The south clock face of the tower has been the target of April Fools’ Day pranks twice. On April 12, 1970, students attached a Mickey Mouse face made from bedsheets to the center of the clock with corresponding white gloves to the clock hands. The stunt was replicated on April 5, 1984, with students affixing a full Mickey Mouse head, arms, and body to the clock.

In 2017, a pair of peregrine falcons began nesting on top of Sather Tower. They were followed by webcams and the Cal Falcons social media project.

== Carillon and its history ==
The Berkeley Carillon originated as a twelve bell chime, cast in 1915 by John Taylor & Co of Loughborough, England. The original bells were a gift of Jane K. Sather, who also gave the university the Sather Tower (in which the bells were housed), Sather Gate (named for her husband the Norwegian-born banker Peder Sather), and endowed chairs in History and Classics. The original bells were installed in 1917 and played for the first time on November 3, 1917, to mark California's Big Game against Washington. The delay between the founding and the installation of the bells was caused by World War I, as well as the US Customs Service in San Francisco.

The original bells all bear the inscription "Gift of Jane K. Sather 1914," acknowledging the benefactress for whom the Tower is named. The largest of the original bells bears an inscription by Isaac Flagg, Professor of Greek, emeritus, "We ring, we chime, we toll, / Lend ye the silent part / Some answer in the heart, / Some echo in the soul." The current bells range from small 19 pound bells to the 10,500 pound "Great Bear Bell," which tolls on the hour and features bas-relief carvings of bears as well as the constellation Ursa Major.

It was soon discovered that these twelve bells (one octave) were insufficient to play many popular tunes, including the national anthem (which requires a range of a twelfth, and thus a bare minimum of twenty bells for chromaticity throughout the range). During the following decades there were a number of discussions about enlarging the instrument, but nothing came of this need.

A thirteenth bell was installed along with a clock in 1926 to strike the hours. This clock and bell had originally been installed in 1899 in Bacon Hall and were named for William Ashburner, a university regent.

# WORK REQUEST A:
In the passage on Sather Tower and its carillon, on what date were the original bells first played?
# WORK REQUEST B:
Pick up the passage on Sather Tower and its carillon after its final sentence and carry it forward.

# INFORMATION SUPPLIED:
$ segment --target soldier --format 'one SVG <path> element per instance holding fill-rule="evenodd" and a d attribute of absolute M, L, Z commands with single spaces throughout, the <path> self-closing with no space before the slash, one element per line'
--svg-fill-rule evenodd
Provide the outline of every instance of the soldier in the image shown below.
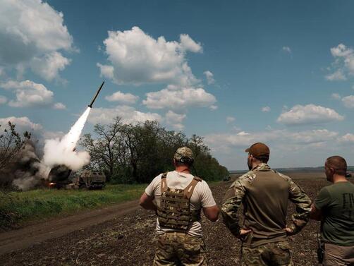
<path fill-rule="evenodd" d="M 269 148 L 253 144 L 248 152 L 250 170 L 226 192 L 221 206 L 224 222 L 243 243 L 242 265 L 293 265 L 287 236 L 298 233 L 309 219 L 311 200 L 291 178 L 267 164 Z M 288 200 L 296 205 L 292 223 L 286 226 Z M 243 224 L 237 211 L 243 205 Z"/>
<path fill-rule="evenodd" d="M 333 184 L 319 191 L 311 209 L 311 218 L 321 221 L 319 260 L 325 266 L 354 265 L 354 184 L 346 178 L 347 163 L 340 156 L 328 158 L 324 171 Z"/>
<path fill-rule="evenodd" d="M 178 149 L 173 156 L 175 171 L 155 177 L 140 198 L 143 208 L 157 214 L 158 243 L 153 265 L 207 265 L 200 211 L 215 222 L 219 207 L 207 183 L 190 174 L 193 161 L 190 149 Z"/>

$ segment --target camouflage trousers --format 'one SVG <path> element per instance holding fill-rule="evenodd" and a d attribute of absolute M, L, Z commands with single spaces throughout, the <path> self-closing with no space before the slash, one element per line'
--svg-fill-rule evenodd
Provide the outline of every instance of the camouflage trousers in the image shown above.
<path fill-rule="evenodd" d="M 161 265 L 207 265 L 203 239 L 176 231 L 159 235 L 153 266 Z"/>
<path fill-rule="evenodd" d="M 288 241 L 242 248 L 243 266 L 293 266 Z"/>

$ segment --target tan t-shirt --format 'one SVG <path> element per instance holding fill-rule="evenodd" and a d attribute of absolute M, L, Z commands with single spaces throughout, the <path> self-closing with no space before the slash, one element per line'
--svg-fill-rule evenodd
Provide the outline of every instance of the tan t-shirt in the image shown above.
<path fill-rule="evenodd" d="M 161 198 L 161 177 L 162 174 L 156 176 L 150 184 L 146 188 L 145 193 L 154 197 L 157 206 L 160 206 Z M 193 176 L 190 174 L 170 171 L 167 174 L 166 181 L 167 186 L 171 188 L 184 189 L 193 179 Z M 194 188 L 193 193 L 190 197 L 190 210 L 200 210 L 203 207 L 215 206 L 216 203 L 214 200 L 212 191 L 204 180 L 198 182 Z M 157 219 L 156 231 L 157 234 L 164 234 L 169 231 L 176 231 L 173 229 L 160 226 L 159 219 Z M 202 224 L 200 222 L 194 222 L 187 233 L 194 236 L 202 236 Z"/>

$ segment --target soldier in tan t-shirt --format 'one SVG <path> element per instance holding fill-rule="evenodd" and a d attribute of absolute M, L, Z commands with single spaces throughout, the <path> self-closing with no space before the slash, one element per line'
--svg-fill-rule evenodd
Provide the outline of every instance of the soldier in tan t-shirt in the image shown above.
<path fill-rule="evenodd" d="M 141 196 L 140 205 L 157 214 L 153 265 L 207 265 L 200 211 L 215 222 L 219 208 L 207 182 L 190 174 L 193 160 L 190 149 L 178 149 L 173 156 L 175 171 L 155 177 Z"/>
<path fill-rule="evenodd" d="M 242 265 L 293 265 L 287 236 L 299 232 L 309 220 L 311 200 L 288 176 L 267 164 L 269 149 L 255 143 L 247 149 L 250 171 L 226 192 L 221 205 L 224 222 L 243 241 Z M 292 223 L 286 223 L 288 200 L 296 205 Z M 243 205 L 243 224 L 237 214 Z"/>

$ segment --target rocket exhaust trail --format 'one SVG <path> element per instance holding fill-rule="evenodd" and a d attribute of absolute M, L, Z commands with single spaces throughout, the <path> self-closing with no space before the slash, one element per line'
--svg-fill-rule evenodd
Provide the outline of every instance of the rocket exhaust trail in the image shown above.
<path fill-rule="evenodd" d="M 84 165 L 90 163 L 90 155 L 88 152 L 75 152 L 74 150 L 83 128 L 87 120 L 88 115 L 92 104 L 102 89 L 104 81 L 101 84 L 91 103 L 88 105 L 86 111 L 81 115 L 79 119 L 71 127 L 70 131 L 61 139 L 46 140 L 44 145 L 44 155 L 43 161 L 49 167 L 63 164 L 72 170 L 78 170 Z"/>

# ANSWER AREA A:
November 3, 1917

# ANSWER AREA B:
In 1978, the Class of 1928 decided, as a fiftieth anniversary gift to the university, to add some bells. They began a campaign among their members, hoping to raise around $45,000 for a few new bells. In several days they managed to raise over $150,000 and decided at that point to enlarge the chime to a full carillon of forty-eight bells. Bids were sought, and the Fonderie Paccard of Annecy, France, was awarded the contract. The new Class of 1928 Carillon, which incorporated the original twelve bells, was installed and inaugurated in 1979. An article about the new instrument in The Guild of Carillonneurs in North America's publication The Bulletin ended by suggesting that perhaps another class might at some future date consider adding additional bells and making this concert carillon into a grand carillon.

In 1983, Jerry Chambers, a wealthy member of the class of 1928, and his wife Evelyn (class of 1932 and honorary member of the class of 1928), along with the class of 1928, gave a handsome endowment for the carillon. These funds were used to enlarge the instrument to a fully chromatic, five-octave instrument beginning with G2, renovation of two floors of Sather Tower for two practice keyboards, a campanology collection, and a studio for the University Carillonist. In addition, the Chambers Carillon funds, which is the sole source of support for the carillon program at Berkeley, endowed a full-time position for the University Carillonist (one of only five full-time positions in North America), and a carillon festival to be held every five years honoring the Class of 1928, counting from that year.

As of 2008, the carillon program is one of the most active in the world. It offers an instructional program which attracts about thirty students each semester, a performance program of seventeen ten-minute recitals and one forty-five-minute recital each week. There is additionally a professional staff of eight artist performers, and a part-time maintenance person. The carillon program remains fully funded by the generous endowment of Jerry and Evelyn Chambers.